_ACTION ITEM_: Go through the material and pull out every line with the string "before" in it.
** Opening RECORDS SUPPLIED block **
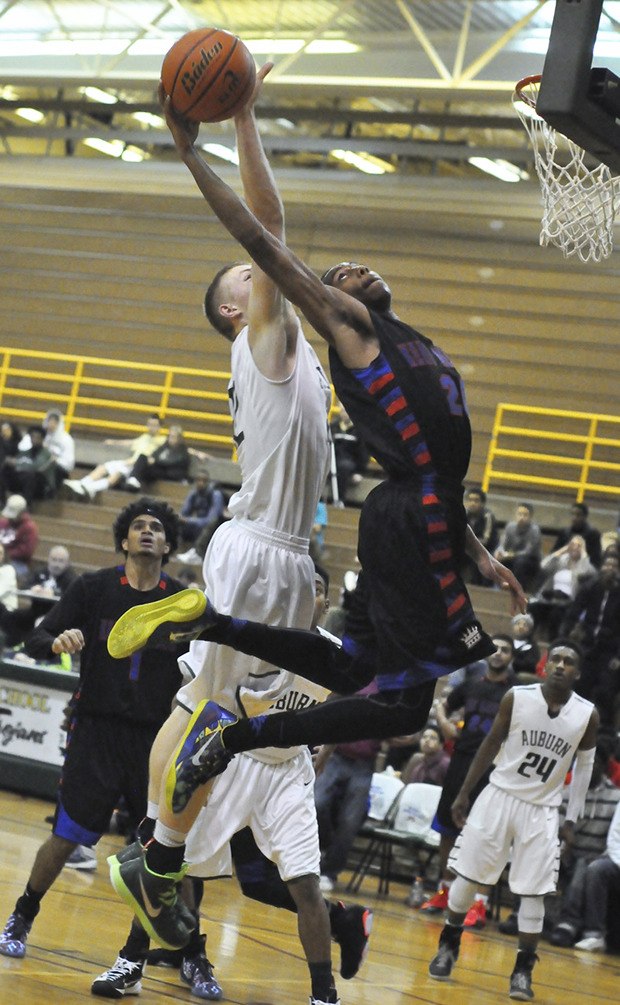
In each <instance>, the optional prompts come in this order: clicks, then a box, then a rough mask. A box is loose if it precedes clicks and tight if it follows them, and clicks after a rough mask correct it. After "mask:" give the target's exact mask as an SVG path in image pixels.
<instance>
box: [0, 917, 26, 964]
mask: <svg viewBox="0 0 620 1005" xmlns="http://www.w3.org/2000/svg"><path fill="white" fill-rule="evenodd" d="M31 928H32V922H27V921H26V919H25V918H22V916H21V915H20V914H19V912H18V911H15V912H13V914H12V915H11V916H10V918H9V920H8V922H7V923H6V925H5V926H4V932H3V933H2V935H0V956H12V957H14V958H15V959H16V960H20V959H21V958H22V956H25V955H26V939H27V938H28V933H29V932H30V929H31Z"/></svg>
** Closing RECORDS SUPPLIED block **
** Opening RECORDS SUPPLIED block **
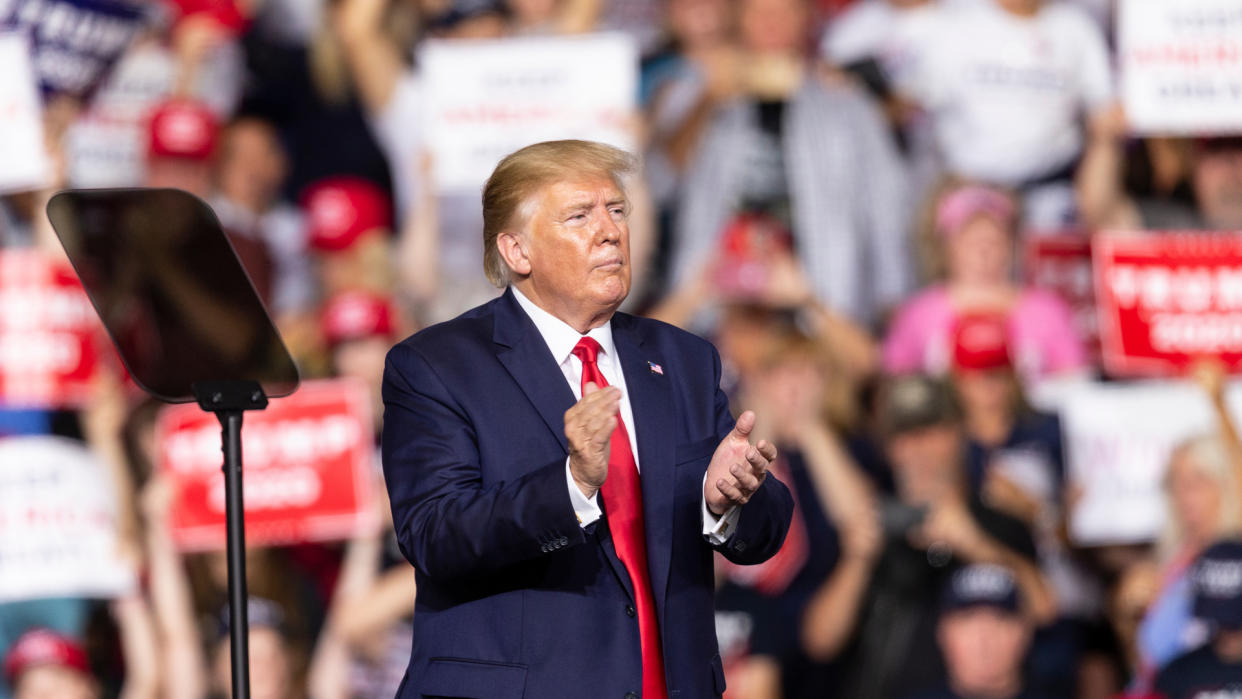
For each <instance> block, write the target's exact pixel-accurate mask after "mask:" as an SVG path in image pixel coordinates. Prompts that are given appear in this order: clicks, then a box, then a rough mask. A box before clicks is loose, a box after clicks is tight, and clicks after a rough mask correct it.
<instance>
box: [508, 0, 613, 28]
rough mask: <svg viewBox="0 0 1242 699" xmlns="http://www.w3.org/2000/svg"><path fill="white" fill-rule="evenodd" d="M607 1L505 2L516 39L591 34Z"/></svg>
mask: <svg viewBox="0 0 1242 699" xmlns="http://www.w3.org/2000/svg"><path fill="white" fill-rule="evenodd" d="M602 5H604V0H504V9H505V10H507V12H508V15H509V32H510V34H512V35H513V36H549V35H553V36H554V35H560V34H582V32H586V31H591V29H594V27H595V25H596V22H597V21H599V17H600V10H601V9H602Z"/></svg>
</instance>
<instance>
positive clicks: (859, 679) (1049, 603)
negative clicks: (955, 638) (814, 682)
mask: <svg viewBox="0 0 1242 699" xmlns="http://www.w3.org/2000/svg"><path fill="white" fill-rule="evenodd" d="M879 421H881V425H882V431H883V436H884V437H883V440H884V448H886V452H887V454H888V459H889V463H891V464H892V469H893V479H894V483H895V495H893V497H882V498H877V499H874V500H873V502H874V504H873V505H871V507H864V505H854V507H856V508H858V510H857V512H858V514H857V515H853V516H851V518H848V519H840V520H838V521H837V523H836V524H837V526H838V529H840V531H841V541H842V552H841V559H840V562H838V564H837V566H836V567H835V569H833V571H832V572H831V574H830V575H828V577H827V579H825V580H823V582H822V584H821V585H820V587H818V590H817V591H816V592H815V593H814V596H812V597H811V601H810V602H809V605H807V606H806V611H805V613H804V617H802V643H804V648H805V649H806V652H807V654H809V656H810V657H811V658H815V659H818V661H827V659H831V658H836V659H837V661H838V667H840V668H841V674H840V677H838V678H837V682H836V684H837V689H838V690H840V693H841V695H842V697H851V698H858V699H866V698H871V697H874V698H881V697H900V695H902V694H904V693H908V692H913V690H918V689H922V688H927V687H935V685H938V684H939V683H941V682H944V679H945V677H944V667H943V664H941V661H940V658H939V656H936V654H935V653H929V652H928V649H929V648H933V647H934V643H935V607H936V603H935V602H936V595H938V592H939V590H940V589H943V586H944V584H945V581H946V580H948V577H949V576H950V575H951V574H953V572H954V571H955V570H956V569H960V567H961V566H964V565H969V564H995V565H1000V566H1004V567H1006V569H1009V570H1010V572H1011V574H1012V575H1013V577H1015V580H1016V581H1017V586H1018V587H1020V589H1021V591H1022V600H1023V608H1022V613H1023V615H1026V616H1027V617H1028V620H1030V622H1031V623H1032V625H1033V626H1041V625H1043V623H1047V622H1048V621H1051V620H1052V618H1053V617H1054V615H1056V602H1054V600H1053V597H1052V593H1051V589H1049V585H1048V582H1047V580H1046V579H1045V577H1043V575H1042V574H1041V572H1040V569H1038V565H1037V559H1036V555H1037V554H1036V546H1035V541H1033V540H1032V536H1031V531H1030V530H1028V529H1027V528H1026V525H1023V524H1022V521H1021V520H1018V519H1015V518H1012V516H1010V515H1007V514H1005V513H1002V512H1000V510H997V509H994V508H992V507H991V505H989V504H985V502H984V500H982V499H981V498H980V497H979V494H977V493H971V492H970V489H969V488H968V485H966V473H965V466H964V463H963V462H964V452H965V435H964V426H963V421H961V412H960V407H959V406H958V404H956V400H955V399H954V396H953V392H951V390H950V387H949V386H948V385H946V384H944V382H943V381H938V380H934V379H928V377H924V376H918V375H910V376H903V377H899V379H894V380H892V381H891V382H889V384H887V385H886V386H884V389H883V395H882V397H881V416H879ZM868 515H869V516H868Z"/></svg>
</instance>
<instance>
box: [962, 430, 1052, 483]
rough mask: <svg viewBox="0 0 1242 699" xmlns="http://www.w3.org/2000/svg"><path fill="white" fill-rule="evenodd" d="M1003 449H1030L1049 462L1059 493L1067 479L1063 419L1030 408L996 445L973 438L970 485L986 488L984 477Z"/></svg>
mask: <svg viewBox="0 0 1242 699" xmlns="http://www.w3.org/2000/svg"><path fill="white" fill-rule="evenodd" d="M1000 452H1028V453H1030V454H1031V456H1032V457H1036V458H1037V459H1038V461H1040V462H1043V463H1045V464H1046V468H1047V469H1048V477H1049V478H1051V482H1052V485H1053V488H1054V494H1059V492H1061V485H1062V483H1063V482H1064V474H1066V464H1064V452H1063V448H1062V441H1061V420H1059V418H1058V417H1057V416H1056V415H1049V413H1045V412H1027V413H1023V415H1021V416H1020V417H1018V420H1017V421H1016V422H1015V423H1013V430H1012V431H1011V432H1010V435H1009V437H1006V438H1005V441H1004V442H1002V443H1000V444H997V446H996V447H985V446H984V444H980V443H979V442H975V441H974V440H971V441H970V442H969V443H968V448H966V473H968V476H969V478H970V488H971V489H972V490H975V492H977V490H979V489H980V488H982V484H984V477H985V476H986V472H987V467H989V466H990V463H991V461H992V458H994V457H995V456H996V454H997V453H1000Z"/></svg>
** Closing RECORDS SUPPLIED block **
** Opening RECORDS SUPPLIED block **
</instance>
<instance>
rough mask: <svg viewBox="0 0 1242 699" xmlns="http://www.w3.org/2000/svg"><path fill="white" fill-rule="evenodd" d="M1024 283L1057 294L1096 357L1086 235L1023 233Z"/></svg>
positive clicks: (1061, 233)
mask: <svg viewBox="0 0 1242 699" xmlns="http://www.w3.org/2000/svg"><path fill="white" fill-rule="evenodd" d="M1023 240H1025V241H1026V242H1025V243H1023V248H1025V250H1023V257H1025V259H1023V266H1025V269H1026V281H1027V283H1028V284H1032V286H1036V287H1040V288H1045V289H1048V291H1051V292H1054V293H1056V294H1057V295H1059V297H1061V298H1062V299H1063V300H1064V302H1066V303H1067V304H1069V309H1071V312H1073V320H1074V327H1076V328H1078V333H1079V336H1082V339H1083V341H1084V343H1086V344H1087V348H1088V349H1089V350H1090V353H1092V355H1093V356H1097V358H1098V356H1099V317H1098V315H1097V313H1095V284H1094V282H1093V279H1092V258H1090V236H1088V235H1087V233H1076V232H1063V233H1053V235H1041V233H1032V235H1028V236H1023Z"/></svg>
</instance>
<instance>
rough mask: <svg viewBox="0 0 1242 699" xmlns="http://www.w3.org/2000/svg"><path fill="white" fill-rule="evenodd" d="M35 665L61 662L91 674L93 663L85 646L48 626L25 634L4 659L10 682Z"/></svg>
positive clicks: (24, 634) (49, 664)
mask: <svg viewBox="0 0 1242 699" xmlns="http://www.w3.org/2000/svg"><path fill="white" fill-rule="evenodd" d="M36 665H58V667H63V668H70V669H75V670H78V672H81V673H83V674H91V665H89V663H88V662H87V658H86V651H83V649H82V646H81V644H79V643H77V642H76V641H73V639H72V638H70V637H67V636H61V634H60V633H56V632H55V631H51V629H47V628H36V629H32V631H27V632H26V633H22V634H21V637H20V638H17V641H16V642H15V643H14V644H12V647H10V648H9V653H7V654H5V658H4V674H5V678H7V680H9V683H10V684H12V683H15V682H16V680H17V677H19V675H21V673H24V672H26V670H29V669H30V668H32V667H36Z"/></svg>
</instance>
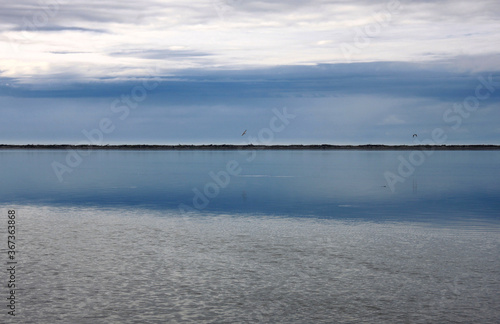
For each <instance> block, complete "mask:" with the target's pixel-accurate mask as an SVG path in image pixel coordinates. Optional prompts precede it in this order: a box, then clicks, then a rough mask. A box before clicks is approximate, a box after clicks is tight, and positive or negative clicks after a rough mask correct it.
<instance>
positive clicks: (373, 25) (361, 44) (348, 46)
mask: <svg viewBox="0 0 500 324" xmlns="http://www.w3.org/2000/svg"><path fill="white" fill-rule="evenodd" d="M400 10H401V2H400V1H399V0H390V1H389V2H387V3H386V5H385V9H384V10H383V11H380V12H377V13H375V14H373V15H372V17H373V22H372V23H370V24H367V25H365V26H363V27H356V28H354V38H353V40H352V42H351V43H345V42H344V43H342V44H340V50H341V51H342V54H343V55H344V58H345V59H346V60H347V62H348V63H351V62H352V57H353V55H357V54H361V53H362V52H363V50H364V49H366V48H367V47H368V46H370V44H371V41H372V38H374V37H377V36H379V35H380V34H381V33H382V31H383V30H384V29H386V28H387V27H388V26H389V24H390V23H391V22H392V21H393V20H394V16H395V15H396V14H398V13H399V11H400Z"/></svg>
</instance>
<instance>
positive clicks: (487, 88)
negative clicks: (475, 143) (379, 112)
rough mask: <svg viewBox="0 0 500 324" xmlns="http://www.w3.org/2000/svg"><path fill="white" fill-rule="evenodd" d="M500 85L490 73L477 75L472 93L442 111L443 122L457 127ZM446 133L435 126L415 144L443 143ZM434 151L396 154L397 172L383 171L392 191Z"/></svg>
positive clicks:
** Closing RECORDS SUPPLIED block **
_ANSWER TO THIS TASK_:
For each <instance> block, write the target's exact pixel-accurate mask after "mask:" as an SVG path in image pixel coordinates. Prompts that are given appear in this order: clicks, then a box, then a rough mask. A box before clicks is loose, a box after clicks is tight, and clicks after a rough mask correct it.
For each <instance> block, complete "mask:" with the target's pixel-accurate mask as an SVG path in image pixel coordinates. Optional prompts precede it in this order: a box, then clicks, then a rough mask. A box before clicks is approximate, a box after clicks is tight, and positive or negative clicks after a rough mask correct it.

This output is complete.